> [Job]: Reproduce the following data verbatim in full, omitting the pictures from your output.

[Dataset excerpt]
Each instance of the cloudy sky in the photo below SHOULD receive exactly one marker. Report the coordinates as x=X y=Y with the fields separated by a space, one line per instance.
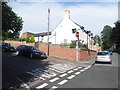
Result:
x=90 y=14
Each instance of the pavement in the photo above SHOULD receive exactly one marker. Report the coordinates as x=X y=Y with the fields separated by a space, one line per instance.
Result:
x=85 y=63
x=35 y=71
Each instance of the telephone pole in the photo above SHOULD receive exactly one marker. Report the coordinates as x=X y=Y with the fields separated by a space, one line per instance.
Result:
x=48 y=29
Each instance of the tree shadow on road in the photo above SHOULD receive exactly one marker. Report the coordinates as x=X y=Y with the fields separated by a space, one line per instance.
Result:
x=20 y=70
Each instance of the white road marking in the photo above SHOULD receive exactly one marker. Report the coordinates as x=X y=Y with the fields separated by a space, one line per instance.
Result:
x=70 y=77
x=53 y=88
x=86 y=68
x=55 y=79
x=82 y=70
x=77 y=73
x=63 y=82
x=62 y=75
x=70 y=71
x=75 y=69
x=42 y=86
x=79 y=67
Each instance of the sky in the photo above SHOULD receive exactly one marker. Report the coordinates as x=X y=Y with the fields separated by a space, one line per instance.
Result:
x=88 y=13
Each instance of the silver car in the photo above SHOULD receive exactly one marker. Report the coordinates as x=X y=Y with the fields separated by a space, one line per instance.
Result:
x=104 y=56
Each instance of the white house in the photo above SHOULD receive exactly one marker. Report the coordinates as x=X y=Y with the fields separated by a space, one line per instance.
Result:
x=63 y=32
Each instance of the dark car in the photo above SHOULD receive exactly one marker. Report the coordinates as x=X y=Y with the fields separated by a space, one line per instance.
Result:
x=7 y=47
x=30 y=51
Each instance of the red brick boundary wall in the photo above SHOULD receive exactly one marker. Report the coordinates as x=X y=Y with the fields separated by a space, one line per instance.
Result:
x=58 y=51
x=67 y=53
x=17 y=43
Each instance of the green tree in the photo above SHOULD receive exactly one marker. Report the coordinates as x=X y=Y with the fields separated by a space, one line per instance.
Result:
x=115 y=35
x=11 y=23
x=105 y=37
x=32 y=39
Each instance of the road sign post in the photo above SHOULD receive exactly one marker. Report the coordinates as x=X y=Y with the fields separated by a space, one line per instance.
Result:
x=77 y=50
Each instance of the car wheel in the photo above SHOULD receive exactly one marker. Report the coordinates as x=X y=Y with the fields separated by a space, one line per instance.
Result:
x=17 y=53
x=31 y=55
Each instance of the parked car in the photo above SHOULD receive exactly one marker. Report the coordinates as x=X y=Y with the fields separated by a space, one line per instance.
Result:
x=30 y=51
x=7 y=47
x=103 y=56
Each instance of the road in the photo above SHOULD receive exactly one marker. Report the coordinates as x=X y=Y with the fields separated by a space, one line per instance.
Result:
x=96 y=76
x=19 y=71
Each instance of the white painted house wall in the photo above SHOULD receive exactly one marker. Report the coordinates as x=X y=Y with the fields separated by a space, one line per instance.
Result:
x=63 y=32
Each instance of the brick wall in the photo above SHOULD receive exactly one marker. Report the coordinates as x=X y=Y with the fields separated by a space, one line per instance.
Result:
x=58 y=51
x=67 y=53
x=17 y=43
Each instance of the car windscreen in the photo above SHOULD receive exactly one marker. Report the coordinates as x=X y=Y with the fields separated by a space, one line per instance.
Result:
x=32 y=48
x=102 y=53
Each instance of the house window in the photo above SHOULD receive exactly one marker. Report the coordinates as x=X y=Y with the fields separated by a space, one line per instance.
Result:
x=65 y=40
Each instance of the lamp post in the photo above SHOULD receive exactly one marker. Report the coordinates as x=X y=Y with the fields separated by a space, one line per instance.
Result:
x=87 y=39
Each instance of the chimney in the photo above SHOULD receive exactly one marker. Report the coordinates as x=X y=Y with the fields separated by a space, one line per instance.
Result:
x=66 y=14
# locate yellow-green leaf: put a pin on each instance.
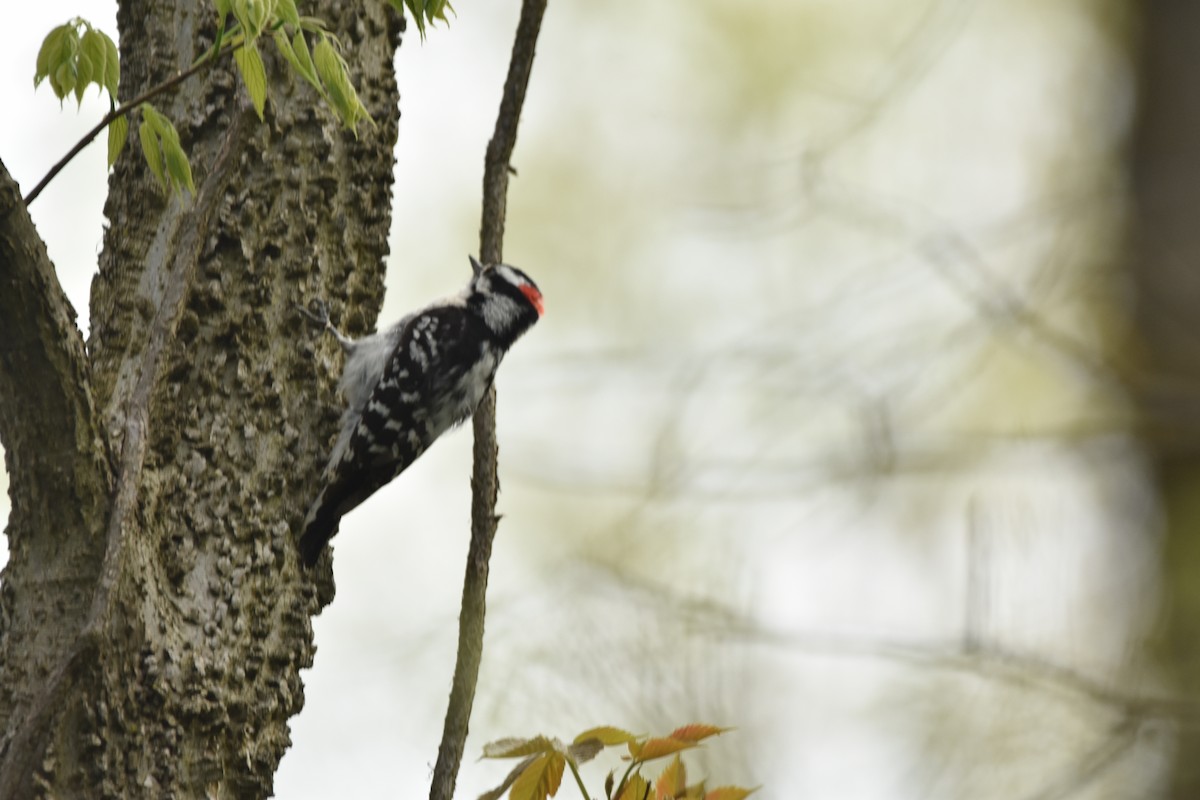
(118, 133)
(253, 74)
(540, 780)
(696, 732)
(607, 735)
(636, 788)
(653, 749)
(582, 752)
(730, 793)
(672, 781)
(515, 747)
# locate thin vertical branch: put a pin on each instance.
(484, 481)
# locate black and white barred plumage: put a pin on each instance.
(409, 384)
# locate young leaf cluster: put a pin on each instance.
(76, 55)
(162, 151)
(544, 762)
(424, 11)
(321, 65)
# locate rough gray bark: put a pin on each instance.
(154, 618)
(1165, 166)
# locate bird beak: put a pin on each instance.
(534, 299)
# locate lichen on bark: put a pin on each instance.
(213, 407)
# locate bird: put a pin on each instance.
(408, 384)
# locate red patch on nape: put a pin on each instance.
(534, 298)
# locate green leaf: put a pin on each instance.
(304, 58)
(94, 50)
(84, 71)
(118, 133)
(165, 156)
(252, 14)
(58, 48)
(178, 167)
(64, 79)
(250, 65)
(335, 77)
(151, 149)
(286, 10)
(418, 8)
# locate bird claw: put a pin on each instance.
(321, 317)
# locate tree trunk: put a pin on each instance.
(1165, 270)
(154, 617)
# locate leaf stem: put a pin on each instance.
(579, 781)
(624, 779)
(208, 59)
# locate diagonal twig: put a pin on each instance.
(484, 482)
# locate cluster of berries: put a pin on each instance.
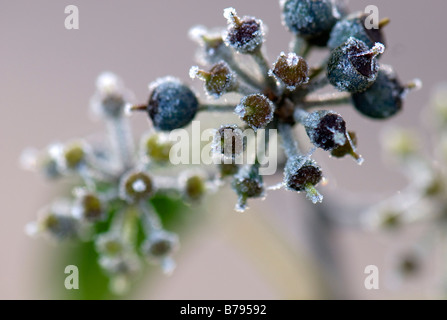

> [Exercise output]:
Each instance of the cloudy sky in the photo below SHOULD receive exactly one marker. Report the coordinates as x=X y=Y with the fields separated by a space, one line per instance.
Result:
x=90 y=14
Each instance of the pavement in the photo above SHOULD receive exactly one marker. Report the coordinates as x=X y=Y with the fields separated by a space, one line per instance.
Result:
x=85 y=63
x=35 y=71
Each instance of the telephone pole in the photo above SHOULD receive exactly one marker. Report the coordinates as x=X y=Y with the fields separated by a space, one line per instance.
Result:
x=48 y=29
Each instance of the tree shadow on road in the photo above SHOULD receive exactly one marker. Report the coordinates as x=X y=Y with the fields separated by a space, one line per instance.
Result:
x=20 y=70
Each instance of the white road marking in the photo above SHOULD receive exactly one marker. Report the coordinates as x=X y=Y with the fields separated by a space, one line per instance.
Result:
x=70 y=77
x=53 y=88
x=86 y=68
x=55 y=79
x=82 y=70
x=77 y=73
x=63 y=82
x=62 y=75
x=70 y=71
x=75 y=69
x=42 y=86
x=79 y=67
Each instance of the sky in the photo above SHOULD receive exactly one marker. Report the coordinates as x=X y=Y with the fields separated by a space, one line per instance.
Result:
x=88 y=13
Each instance of the silver car in the photo above SHOULD receive exactly one marker. Report the coordinates as x=X y=Y with the fields separated by a space, one line per instance.
Result:
x=104 y=56
Each instance of the white house in the photo above SHOULD receive exactly one marker. Report the coordinates as x=X y=Y with the fields separated by a space, one line per instance.
Result:
x=63 y=32
Each instance of the dark car in the photo above SHOULD receive exactly one marker. Report the coordinates as x=X y=Y with the fields separated by a space, one line per instance.
Result:
x=7 y=47
x=30 y=51
Each instance of the red brick boundary wall in the photo above SHOULD receive exactly one marker. Report the coordinates as x=X y=Y with the fields separated by a space, one line per instance.
Result:
x=58 y=51
x=67 y=53
x=17 y=43
Each instance of the green tree in the photo above SHOULD receive exactly one marker. Report the coordinates as x=X y=Y with the fields separated by a space, one line per instance.
Result:
x=115 y=35
x=11 y=23
x=105 y=37
x=32 y=39
Each instance of the road sign post in the photo above SHOULD receive exactly one marker. Report the coordinates as x=X y=Y with the fields separated by a space, one line per instance.
Result:
x=77 y=50
Each instance of the car wheel in the photo above SHOULD receive exactly one marker. Report the coordinates as x=X y=Y with the fields separated by a space, one line per instance.
Result:
x=17 y=53
x=31 y=55
Each instance of the parked car in the photo above SHOULD receive exactly one marker. Report the coordinates as x=X y=Y with the fields separated by a space, one line per instance.
Result:
x=30 y=51
x=7 y=47
x=103 y=56
Each instance of the road in the photo above SHOULD receive exactly one marker. Report the coordinates as x=X y=Y with the fields separated by a space, one line per instance.
Result:
x=96 y=76
x=19 y=71
Each instance of the white painted house wall in the photo above SHOULD receive exactly one marker. Report the coordinates as x=X y=Y with the fields separated by a space, one line per instance.
Result:
x=63 y=32
Each instance of the brick wall in the photo above SHOULD receive exactly one marker. Report the coordinates as x=X y=Y with the fields separated by a space, one line per instance.
Result:
x=58 y=51
x=67 y=53
x=17 y=43
Each instance of the car windscreen in the photo above SHOULD receive exactly one marker. Report the coordinates as x=X y=Y with the fields separated by a space, one line per instance.
Result:
x=32 y=48
x=102 y=53
Each instance of the house window in the photo above SHOULD receive exactly one marker. Report the coordinates as x=X y=Y with the fields separated by a space, one line per instance.
Result:
x=65 y=40
Each instance of the lamp post in the photo above SHOULD receive exactly one marker. Report the coordinates as x=X y=Y with the fields separated by a space, one line per instance.
Result:
x=87 y=39
Each instance of the chimney in the photo above SHOULD receive exactly one marker. Report the coordinates as x=X y=Y with the fields separated by a space, one line per instance.
Result:
x=66 y=14
# locate yellow-green leaf: put a pin on each instance.
(118, 133)
(253, 74)
(540, 780)
(696, 732)
(607, 735)
(636, 788)
(653, 749)
(582, 752)
(730, 793)
(672, 781)
(515, 747)
# locate thin vertical branch: put a pin on each instance.
(484, 481)
# locate black and white barred plumage: put a pin on each instance.
(409, 384)
# locate young leaf cluster: put a pin on each instance.
(76, 55)
(162, 151)
(544, 762)
(424, 11)
(321, 65)
# locate rough gray bark: put a pin on each instance.
(154, 618)
(1165, 166)
# locate bird beak: put a pin on each instance.
(534, 299)
# locate lichen on bark: put a pin on each instance.
(213, 407)
# locate bird: put a pin on each instance.
(408, 384)
# locate red patch on nape: put a pin on each instance.
(534, 298)
# locate green leaf: put a pin on each instance.
(304, 58)
(94, 50)
(84, 71)
(118, 133)
(165, 156)
(252, 14)
(58, 48)
(178, 167)
(64, 79)
(250, 65)
(335, 77)
(151, 149)
(286, 10)
(418, 8)
# locate bird claw: put a pin on each instance.
(321, 317)
# locate tree trunk: put a pin on each instance.
(1165, 270)
(154, 617)
# locate leaf stem: put a pin on each instance.
(579, 781)
(624, 779)
(208, 59)
# locate diagonal twig: put a pin on each instance.
(484, 482)
# locate cluster of berries: put a pin on each instance.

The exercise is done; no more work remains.